● **Exercices à faire**
1) Recopiez le passage de la critique de l'album allant de « Au final, il » jusqu'à « quotidien franchouillard sclérosé. » inclus.
2) Relevez chaque ligne des entrées qui contient la chaîne « negative ».

● **Extrait du document**
La chose la plus frappante est cet esprit retro, avec un orgue typé 70s voire 60s, qui vous ramènera autant au rock anglais sucré de jadis qu'aux joyeuseries yéyé. Un parti pris risqué mais qui traduit une réelle volonté du groupe d'affiner son concept. Le MC Motherfucker avait bien conscience de celà, puisqu'en interview il confiait s'attendre à ce que 'Tiergarten' soit traité comme de la "Opa-scheisse" par la frange la plus hipster de la fanbase berlinoise. Le résultat est la plupart du temps addictif et efficace d'emblée, avec un excellent riffing, des refrains s'empreignant dans l'esprit en quelques secondes, et surtout une utilisation intelligente de l'orgue servant de véritable contre-poids à la guitare de Johnny Bottrop. Les amateurs de passades techniques pourront par ailleurs toujours retrouver des subtilités intéressantes à disséquer sous de faux-airs d'accessibilité pop. Un autre point crucial de cet album est qu'il est résolument joyeux dans son approche nostalgique des années d'avant le punk (à la grosse différence d'un 'Coaster' plutôt névrosé), avec parfois même un aspect disco comme sur 'Leider keine Zeit' ! Une fraîcheur qui confine malheureusement parfois à la farce comme sur 'Dauerabo' assez pénible. Aber ist das noch wirklich punk rock ?
A l'image de ce facétieux singe s'étant pris en selfie comme n'importe quelle poufiasse humaine, Terrorgruppe n'a pas perdu son envie d'offrir son plus beau sourire narquois à la société débilisante que l'on doit se coltiner. Comme ce macaque, le groupe adopte une attitude grotesque, caricaturant les aspects les plus mongoloïdes de ce Quastch-system tant honni. Attendez vous donc à retrouver cet esprit moqueur, irrespectueux et parfois cynique qui a fait le succès de la formation. L'extrême droite populiste, les bigots, la gentrification du punk et le quotidien d'une société absurde, toutes les têtes de Turcs du groupe sont à nouveau raillées à coup de rimes. Rien de bien neuf, mais c'est toujours un plaisir de retrouver les allusions à la popkultur d'Outre-Rhin entrecoupées de références aux classiques du punk dans des textes vaguement revendicatifs et portés par la voix unique d'Archie Alert. Celle-ci n'a pas faibli et reste le véritable plus du groupe. Les chœurs sont également utilisés à bon escient, et les guests habituels de ce petit monde berlinois (Skinhead Black de K.I.Z., Luise Fuckface) feront sourire les plus versés dans cet entre-soi particulier.
Au final, il était légitime d'avoir des craintes sur ce brusque retour au charbon du Groupe de Terreur, surtout vu le contexte actuel de gentrification et kvltification ambiant. Mais même si le groupe se perd quelque peu dans la pop crasse et volontairement éculée, il n'en demeure pas moins que le résultat est plus qu'agréable et ne renie en rien l'image iconique que le groupe avait laissé. En 2016 Terrorgruppe a donc encore tout mon respect et je me suis même à nouveau pris à rêver prendre le prochain train pour Berlin, afin de me ruer le jour J dans la fosse d'un club pour gueuler une de leurs chansons à 10.000 lieues d'un quotidien franchouillard sclérosé.

● **Entrées de l'exercice**
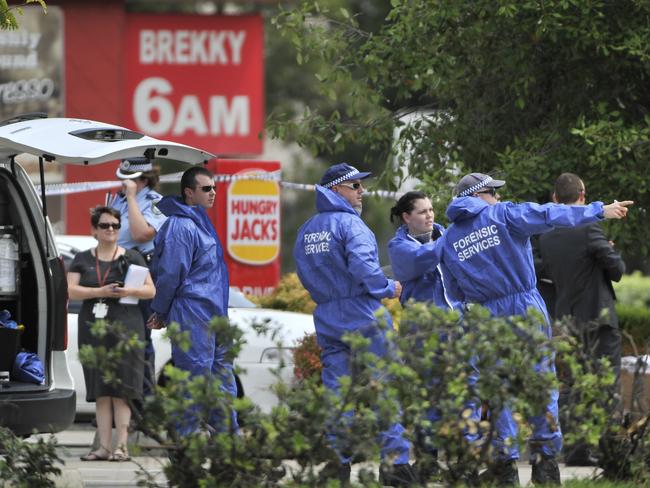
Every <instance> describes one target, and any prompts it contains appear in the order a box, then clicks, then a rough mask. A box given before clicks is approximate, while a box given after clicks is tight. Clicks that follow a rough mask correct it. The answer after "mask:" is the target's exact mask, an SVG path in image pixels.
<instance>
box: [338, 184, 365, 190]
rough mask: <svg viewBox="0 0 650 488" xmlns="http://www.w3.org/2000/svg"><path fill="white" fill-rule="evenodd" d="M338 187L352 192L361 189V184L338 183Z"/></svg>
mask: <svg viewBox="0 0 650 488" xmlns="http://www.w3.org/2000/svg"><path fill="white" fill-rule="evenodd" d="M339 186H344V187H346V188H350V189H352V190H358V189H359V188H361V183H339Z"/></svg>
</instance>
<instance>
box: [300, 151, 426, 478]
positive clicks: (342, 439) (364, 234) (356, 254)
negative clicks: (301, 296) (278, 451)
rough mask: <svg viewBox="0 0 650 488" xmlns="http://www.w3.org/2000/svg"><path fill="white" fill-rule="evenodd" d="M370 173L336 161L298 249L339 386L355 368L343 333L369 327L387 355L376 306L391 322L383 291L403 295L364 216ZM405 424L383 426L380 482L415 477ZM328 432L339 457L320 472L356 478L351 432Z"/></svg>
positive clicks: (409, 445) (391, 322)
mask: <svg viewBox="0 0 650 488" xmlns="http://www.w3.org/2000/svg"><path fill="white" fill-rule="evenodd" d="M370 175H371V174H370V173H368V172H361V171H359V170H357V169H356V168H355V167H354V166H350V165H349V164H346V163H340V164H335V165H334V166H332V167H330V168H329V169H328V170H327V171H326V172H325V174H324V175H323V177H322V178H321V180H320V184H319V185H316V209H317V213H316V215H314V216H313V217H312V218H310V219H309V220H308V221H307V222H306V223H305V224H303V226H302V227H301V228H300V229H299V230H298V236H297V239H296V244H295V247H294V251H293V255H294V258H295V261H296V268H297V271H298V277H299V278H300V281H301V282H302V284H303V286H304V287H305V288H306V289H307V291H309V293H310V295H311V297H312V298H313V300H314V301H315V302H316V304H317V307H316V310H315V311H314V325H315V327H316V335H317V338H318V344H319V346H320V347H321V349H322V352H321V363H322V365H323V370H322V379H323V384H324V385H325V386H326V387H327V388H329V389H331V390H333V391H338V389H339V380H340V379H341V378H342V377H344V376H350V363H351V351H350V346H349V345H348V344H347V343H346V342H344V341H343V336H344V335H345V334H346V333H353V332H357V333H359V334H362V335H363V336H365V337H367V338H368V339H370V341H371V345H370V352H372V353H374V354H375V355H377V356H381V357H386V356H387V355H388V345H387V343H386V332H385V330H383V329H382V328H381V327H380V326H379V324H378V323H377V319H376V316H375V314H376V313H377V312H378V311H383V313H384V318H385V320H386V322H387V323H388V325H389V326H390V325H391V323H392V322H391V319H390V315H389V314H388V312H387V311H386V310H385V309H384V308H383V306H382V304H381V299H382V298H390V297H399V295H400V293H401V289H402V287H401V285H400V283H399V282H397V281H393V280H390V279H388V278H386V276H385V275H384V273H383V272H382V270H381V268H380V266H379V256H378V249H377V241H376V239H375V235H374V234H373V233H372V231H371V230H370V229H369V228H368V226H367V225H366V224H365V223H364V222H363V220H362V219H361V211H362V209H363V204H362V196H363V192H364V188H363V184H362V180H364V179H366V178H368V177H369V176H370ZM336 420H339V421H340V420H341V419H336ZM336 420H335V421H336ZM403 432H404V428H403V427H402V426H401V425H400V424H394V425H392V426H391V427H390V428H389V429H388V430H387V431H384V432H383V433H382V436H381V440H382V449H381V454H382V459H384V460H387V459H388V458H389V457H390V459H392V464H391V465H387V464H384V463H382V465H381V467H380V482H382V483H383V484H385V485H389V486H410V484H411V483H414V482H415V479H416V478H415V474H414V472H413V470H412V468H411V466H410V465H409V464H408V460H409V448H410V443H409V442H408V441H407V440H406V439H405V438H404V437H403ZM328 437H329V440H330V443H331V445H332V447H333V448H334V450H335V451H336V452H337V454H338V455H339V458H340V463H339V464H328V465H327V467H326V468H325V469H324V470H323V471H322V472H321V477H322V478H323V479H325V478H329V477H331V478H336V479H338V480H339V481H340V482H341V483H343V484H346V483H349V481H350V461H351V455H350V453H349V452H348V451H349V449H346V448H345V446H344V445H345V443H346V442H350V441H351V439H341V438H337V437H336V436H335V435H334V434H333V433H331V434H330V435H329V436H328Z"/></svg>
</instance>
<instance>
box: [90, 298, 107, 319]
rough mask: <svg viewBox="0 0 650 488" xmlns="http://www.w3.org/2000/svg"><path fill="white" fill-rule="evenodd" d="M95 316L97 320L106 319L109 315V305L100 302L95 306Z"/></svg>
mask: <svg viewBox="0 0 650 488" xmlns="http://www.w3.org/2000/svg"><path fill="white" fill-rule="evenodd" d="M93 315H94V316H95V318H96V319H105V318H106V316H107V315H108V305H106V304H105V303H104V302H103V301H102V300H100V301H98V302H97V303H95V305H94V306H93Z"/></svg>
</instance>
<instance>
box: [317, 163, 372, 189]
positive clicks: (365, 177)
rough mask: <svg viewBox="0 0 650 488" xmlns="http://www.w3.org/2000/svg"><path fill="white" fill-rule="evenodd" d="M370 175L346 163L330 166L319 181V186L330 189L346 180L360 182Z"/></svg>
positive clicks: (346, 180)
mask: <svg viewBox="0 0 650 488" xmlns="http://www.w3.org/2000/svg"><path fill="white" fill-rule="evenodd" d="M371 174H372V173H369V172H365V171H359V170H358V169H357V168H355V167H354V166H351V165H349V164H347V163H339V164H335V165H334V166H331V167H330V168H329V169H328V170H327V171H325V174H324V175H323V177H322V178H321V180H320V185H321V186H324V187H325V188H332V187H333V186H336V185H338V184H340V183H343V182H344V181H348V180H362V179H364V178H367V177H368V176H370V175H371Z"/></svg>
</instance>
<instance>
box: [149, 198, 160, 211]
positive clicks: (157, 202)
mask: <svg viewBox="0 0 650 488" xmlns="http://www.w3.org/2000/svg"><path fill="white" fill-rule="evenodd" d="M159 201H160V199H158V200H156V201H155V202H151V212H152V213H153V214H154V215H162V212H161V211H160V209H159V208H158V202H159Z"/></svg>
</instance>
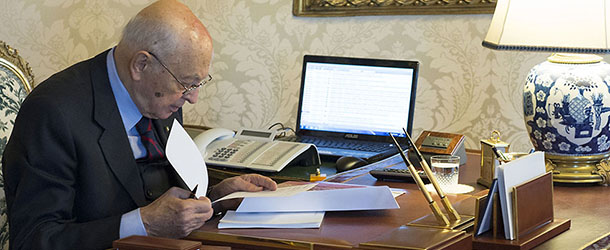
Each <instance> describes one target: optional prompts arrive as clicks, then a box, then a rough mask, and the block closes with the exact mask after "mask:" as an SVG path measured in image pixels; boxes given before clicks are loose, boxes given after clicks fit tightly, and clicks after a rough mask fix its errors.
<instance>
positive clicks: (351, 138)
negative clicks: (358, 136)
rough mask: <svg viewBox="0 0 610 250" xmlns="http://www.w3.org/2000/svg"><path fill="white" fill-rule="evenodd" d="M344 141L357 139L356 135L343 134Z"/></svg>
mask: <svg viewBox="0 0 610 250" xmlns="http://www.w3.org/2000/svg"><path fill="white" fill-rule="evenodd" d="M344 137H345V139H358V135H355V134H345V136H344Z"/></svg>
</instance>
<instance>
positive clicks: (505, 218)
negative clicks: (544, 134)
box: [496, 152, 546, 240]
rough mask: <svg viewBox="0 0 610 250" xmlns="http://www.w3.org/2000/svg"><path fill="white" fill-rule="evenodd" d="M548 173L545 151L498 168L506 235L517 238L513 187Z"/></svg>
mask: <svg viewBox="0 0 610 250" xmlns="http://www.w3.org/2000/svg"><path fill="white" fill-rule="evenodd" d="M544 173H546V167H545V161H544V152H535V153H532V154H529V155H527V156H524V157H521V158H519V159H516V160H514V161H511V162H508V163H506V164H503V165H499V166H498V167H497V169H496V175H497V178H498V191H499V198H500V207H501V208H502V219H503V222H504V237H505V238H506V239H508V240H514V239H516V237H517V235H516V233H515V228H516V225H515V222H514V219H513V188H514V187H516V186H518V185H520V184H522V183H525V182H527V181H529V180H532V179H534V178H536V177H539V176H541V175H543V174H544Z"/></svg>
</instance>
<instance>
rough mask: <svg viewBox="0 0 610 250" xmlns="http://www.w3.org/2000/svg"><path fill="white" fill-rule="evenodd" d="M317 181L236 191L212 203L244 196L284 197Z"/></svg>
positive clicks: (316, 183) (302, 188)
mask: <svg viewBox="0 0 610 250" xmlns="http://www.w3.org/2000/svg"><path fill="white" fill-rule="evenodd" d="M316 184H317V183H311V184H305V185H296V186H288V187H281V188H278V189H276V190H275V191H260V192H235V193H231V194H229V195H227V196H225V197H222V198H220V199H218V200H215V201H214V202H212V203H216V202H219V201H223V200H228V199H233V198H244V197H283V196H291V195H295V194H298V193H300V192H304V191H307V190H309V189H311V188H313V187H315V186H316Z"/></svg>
---
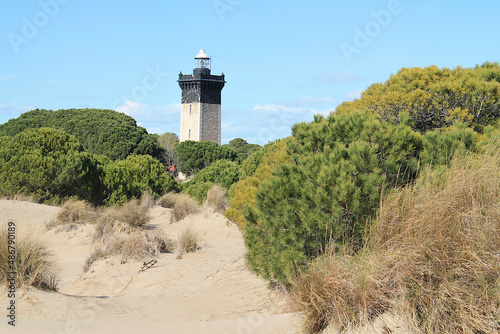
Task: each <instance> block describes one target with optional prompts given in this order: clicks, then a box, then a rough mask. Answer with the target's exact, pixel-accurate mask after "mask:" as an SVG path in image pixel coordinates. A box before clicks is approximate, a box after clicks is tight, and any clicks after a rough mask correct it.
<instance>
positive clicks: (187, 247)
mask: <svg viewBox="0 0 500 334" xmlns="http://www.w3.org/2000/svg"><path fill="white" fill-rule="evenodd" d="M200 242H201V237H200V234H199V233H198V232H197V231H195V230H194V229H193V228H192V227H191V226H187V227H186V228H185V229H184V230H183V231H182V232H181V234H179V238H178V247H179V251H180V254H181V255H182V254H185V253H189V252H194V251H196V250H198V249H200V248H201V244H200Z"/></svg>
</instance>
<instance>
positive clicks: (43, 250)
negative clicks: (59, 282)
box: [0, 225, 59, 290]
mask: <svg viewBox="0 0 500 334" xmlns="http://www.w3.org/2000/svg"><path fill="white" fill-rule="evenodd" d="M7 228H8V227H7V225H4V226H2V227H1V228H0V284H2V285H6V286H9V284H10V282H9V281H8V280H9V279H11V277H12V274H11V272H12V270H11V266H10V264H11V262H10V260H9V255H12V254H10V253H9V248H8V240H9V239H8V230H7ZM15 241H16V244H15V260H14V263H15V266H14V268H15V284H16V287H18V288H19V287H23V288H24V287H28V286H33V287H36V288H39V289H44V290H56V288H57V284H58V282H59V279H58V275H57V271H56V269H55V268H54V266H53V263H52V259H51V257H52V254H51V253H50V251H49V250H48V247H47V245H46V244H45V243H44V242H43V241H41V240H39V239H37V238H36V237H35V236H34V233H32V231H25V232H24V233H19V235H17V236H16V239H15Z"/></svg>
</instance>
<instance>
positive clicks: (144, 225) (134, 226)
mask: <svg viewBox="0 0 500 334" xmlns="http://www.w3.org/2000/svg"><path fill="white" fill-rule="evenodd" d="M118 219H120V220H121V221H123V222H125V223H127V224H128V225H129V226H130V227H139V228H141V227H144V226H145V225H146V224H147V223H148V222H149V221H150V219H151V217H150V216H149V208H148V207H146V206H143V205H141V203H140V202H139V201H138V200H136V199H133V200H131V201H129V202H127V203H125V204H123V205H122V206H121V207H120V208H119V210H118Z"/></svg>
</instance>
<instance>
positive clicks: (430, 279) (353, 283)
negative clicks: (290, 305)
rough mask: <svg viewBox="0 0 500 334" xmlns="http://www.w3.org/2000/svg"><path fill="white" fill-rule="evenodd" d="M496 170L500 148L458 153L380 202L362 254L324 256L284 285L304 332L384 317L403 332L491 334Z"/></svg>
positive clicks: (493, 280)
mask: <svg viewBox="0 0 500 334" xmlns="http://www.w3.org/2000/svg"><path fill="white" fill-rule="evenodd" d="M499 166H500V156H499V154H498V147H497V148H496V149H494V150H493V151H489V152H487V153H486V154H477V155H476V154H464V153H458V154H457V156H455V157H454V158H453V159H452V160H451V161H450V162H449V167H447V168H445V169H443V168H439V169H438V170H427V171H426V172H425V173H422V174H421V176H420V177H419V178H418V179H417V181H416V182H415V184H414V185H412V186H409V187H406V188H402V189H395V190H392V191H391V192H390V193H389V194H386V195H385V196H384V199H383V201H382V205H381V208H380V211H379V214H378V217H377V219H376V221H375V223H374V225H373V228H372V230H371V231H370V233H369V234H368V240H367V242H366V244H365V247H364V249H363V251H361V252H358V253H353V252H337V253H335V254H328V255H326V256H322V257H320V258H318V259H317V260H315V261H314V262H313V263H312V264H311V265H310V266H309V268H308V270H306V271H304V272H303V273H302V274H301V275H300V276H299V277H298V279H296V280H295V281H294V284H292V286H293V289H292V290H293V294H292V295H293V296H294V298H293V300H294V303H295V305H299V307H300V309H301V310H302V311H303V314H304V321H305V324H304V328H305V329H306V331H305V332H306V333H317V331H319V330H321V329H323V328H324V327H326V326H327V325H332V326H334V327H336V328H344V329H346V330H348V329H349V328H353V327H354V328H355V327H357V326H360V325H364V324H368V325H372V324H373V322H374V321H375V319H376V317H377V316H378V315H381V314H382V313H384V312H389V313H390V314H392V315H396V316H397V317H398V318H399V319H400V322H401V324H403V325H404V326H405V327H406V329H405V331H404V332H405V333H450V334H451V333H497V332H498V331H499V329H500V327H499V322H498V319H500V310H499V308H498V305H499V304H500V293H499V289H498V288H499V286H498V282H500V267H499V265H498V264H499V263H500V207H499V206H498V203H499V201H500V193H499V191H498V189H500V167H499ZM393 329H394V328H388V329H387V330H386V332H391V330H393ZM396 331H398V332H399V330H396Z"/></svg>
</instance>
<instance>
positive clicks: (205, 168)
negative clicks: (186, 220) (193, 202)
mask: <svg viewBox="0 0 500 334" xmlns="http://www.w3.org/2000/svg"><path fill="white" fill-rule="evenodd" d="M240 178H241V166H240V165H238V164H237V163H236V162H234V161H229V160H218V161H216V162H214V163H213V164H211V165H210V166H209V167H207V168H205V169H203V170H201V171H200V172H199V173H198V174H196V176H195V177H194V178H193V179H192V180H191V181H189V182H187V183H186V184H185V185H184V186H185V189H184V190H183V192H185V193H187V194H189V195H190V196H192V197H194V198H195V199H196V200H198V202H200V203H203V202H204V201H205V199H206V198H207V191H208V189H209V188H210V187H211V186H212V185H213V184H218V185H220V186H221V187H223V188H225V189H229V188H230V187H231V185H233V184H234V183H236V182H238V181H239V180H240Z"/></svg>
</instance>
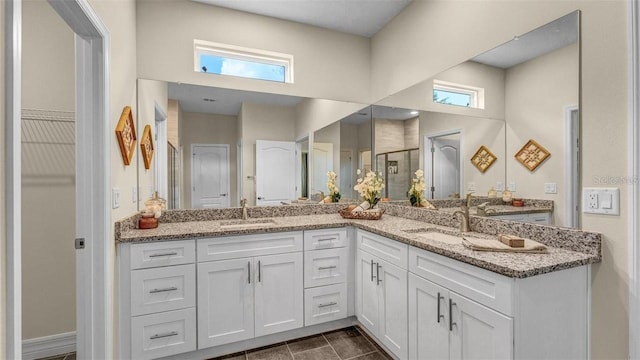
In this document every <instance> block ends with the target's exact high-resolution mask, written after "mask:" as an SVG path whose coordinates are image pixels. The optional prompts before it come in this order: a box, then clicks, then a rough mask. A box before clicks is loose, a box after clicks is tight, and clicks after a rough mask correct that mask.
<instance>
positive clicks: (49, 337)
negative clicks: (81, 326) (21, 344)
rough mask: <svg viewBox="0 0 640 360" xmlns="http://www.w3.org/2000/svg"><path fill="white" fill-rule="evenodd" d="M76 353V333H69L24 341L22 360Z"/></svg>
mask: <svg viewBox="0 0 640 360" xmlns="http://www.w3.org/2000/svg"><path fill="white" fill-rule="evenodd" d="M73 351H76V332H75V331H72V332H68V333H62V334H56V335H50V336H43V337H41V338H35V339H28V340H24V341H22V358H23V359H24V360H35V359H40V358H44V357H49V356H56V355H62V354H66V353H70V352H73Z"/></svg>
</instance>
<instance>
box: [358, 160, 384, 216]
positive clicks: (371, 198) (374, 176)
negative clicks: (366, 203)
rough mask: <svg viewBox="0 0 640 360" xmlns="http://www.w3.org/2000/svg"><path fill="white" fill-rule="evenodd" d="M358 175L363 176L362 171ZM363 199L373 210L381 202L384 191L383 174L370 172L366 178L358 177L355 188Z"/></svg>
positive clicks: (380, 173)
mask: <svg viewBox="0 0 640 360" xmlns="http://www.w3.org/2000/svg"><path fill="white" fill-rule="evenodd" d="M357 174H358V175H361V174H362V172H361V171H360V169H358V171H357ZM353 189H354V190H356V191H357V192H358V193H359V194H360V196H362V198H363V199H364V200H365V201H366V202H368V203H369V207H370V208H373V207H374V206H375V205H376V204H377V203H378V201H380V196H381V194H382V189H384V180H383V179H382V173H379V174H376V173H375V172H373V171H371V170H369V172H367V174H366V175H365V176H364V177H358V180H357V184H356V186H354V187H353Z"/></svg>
* * *
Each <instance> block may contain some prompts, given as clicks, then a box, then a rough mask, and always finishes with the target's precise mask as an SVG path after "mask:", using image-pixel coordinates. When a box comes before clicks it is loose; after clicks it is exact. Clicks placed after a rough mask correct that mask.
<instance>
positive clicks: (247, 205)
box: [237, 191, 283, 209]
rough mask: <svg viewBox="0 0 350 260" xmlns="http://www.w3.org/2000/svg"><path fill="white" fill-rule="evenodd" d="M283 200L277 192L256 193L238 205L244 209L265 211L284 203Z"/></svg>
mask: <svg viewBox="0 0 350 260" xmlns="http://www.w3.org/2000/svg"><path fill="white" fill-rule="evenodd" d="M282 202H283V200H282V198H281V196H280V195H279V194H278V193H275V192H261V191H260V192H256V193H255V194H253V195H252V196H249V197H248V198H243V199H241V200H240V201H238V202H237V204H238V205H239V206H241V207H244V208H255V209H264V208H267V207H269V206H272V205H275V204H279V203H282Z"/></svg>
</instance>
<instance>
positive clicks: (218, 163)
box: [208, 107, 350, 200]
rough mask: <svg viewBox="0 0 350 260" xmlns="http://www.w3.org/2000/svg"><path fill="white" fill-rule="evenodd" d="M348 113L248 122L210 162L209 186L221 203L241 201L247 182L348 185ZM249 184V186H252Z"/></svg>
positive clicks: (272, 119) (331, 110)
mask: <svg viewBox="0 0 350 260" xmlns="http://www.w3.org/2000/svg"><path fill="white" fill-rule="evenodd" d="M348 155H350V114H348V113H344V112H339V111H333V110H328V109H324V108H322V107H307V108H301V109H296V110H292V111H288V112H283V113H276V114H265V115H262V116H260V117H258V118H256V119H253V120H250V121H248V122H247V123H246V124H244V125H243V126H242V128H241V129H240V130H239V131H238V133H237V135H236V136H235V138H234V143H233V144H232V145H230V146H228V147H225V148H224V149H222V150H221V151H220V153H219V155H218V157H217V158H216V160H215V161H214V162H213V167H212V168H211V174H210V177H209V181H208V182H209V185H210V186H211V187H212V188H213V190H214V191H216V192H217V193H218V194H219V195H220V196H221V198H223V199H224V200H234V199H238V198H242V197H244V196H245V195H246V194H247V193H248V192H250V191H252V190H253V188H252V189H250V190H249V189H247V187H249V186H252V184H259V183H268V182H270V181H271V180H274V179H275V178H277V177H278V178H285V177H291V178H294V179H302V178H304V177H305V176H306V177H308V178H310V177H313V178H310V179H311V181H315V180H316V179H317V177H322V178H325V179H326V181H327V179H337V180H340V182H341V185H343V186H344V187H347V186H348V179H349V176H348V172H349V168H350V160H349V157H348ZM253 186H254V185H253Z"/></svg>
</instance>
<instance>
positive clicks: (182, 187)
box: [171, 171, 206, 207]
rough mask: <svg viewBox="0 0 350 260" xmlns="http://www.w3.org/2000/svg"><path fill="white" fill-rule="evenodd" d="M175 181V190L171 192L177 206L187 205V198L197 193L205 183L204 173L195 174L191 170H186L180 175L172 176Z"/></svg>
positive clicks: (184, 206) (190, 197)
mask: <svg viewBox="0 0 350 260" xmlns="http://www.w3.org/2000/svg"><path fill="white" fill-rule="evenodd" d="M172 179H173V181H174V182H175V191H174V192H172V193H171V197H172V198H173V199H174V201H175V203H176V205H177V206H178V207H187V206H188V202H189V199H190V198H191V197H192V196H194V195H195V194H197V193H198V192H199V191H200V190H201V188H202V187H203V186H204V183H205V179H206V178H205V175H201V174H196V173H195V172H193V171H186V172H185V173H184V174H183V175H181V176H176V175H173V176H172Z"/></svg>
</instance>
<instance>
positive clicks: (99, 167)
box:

● **Réponses aux exercices**
1)
Au final, il était légitime d'avoir des craintes sur ce brusque retour au charbon du Groupe de Terreur, surtout vu le contexte actuel de gentrification et kvltification ambiant. Mais même si le groupe se perd quelque peu dans la pop crasse et volontairement éculée, il n'en demeure pas moins que le résultat est plus qu'agréable et ne renie en rien l'image iconique que le groupe avait laissé. En 2016 Terrorgruppe a donc encore tout mon respect et je me suis même à nouveau pris à rêver prendre le prochain train pour Berlin, afin de me ruer le jour J dans la fosse d'un club pour gueuler une de leurs chansons à 10.000 lieues d'un quotidien franchouillard sclérosé.

2)
negative clicks: (301, 296) (278, 451)
negative clicks: (358, 136)
negative clicks: (544, 134)
negative clicks: (59, 282)
negative clicks: (290, 305)
negative clicks: (186, 220) (193, 202)
negative clicks: (81, 326) (21, 344)
negative clicks: (366, 203)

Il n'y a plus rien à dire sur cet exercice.